Exercise details
Could the lines from the one with "Where can the shadow" through the end of the listing be restated exactly, with nothing else included?

[Labeled-object pointing entries]
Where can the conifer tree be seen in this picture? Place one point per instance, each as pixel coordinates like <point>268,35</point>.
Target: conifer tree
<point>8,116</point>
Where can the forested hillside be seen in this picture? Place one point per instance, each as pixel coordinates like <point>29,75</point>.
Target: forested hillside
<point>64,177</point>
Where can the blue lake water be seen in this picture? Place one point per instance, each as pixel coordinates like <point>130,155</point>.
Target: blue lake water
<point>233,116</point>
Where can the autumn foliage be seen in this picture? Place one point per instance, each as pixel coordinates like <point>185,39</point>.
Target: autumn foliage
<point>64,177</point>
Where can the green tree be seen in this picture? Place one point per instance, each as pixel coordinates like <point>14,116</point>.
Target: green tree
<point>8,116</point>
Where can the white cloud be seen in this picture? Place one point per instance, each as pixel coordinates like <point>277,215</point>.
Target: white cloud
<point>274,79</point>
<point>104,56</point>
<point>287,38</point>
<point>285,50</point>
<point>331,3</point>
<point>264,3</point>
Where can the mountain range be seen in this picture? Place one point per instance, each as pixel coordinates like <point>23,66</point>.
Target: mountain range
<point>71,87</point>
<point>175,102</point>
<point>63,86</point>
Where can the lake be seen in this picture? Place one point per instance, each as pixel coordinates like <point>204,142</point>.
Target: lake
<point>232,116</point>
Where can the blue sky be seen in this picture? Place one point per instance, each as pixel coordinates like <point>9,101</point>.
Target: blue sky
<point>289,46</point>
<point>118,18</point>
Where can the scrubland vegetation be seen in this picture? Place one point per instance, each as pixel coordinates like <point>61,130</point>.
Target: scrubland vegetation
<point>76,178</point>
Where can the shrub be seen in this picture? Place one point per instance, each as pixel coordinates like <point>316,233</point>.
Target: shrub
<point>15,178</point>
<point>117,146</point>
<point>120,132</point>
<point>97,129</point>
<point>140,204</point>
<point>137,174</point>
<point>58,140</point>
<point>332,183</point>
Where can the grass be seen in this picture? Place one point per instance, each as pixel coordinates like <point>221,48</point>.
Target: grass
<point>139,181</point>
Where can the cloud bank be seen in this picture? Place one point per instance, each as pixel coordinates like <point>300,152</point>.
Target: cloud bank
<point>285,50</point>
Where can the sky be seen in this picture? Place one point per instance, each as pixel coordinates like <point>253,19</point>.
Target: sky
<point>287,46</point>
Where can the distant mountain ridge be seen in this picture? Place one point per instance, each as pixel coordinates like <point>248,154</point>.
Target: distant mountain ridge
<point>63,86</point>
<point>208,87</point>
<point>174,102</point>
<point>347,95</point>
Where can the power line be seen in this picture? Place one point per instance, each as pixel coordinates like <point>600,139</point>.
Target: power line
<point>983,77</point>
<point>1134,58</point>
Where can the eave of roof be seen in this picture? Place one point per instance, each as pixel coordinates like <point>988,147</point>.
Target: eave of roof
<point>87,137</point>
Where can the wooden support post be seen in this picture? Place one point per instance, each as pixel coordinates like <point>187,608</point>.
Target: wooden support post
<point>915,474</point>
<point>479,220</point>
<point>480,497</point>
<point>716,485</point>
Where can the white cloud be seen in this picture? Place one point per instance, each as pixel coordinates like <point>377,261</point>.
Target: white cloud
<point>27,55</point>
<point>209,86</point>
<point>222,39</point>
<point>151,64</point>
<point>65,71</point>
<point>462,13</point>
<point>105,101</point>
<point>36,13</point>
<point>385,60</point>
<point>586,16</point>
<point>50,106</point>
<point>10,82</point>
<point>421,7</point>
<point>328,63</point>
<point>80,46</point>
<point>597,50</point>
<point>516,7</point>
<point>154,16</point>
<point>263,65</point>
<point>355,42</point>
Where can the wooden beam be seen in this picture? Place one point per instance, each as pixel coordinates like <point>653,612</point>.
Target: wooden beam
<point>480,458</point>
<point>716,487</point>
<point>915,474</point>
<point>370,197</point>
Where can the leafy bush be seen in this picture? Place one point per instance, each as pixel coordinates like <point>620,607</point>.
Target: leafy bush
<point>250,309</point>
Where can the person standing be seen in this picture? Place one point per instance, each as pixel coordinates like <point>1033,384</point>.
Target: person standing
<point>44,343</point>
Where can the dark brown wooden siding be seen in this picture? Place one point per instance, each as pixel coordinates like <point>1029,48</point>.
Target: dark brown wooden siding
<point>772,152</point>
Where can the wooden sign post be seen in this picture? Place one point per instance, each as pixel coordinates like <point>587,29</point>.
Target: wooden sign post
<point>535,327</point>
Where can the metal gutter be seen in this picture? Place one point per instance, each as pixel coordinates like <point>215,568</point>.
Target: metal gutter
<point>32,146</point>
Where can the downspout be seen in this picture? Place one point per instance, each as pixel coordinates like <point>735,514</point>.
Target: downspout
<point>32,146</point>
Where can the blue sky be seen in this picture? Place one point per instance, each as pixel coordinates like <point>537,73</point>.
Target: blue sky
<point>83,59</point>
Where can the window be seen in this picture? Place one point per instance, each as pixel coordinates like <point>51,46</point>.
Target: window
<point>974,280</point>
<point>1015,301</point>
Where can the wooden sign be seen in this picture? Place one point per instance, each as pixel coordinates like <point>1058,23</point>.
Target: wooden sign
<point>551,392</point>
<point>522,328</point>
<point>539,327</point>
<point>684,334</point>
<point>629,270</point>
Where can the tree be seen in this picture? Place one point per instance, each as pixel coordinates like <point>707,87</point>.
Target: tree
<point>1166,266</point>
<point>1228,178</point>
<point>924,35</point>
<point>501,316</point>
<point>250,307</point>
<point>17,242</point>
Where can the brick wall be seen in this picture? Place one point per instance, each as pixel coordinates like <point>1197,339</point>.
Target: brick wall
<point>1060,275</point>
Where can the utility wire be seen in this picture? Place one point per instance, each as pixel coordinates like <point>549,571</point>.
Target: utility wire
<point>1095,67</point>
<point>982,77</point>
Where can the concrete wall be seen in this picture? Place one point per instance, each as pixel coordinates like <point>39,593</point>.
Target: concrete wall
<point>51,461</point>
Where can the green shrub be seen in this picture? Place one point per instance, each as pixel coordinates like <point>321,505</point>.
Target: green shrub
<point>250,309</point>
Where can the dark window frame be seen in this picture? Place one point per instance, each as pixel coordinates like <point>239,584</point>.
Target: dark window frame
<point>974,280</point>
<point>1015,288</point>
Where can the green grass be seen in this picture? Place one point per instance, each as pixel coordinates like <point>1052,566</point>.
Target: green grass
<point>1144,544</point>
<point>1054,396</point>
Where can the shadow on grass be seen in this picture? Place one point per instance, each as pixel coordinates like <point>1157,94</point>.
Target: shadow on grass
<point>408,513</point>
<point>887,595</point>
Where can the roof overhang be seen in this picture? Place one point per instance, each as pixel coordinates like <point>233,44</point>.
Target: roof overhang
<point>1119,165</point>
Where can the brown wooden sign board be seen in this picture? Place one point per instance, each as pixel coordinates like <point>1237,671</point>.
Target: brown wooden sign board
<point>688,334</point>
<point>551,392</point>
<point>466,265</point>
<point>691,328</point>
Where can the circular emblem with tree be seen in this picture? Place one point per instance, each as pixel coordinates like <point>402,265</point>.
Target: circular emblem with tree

Result below
Where can the shadow on grass be seen in this picture? Place one point per instance, each as pixel coordinates like <point>1157,94</point>.
Target: shadow on grass
<point>408,513</point>
<point>887,595</point>
Where can the roof overhang be seen in this picture? Place one point per instance, each as pixel coordinates like <point>233,44</point>.
Target: roof overhang
<point>1119,165</point>
Where can the brown wooden sign board be seen in this picture? Place one point per instance, each as pixel coordinates like <point>1237,671</point>.
Target: brown wooden sign board
<point>688,334</point>
<point>551,392</point>
<point>466,265</point>
<point>691,328</point>
Where can the circular emblem with tree be seen in this picture? Place one point per instance, each as pixel coordinates like <point>402,265</point>.
Target: circular emblem with tree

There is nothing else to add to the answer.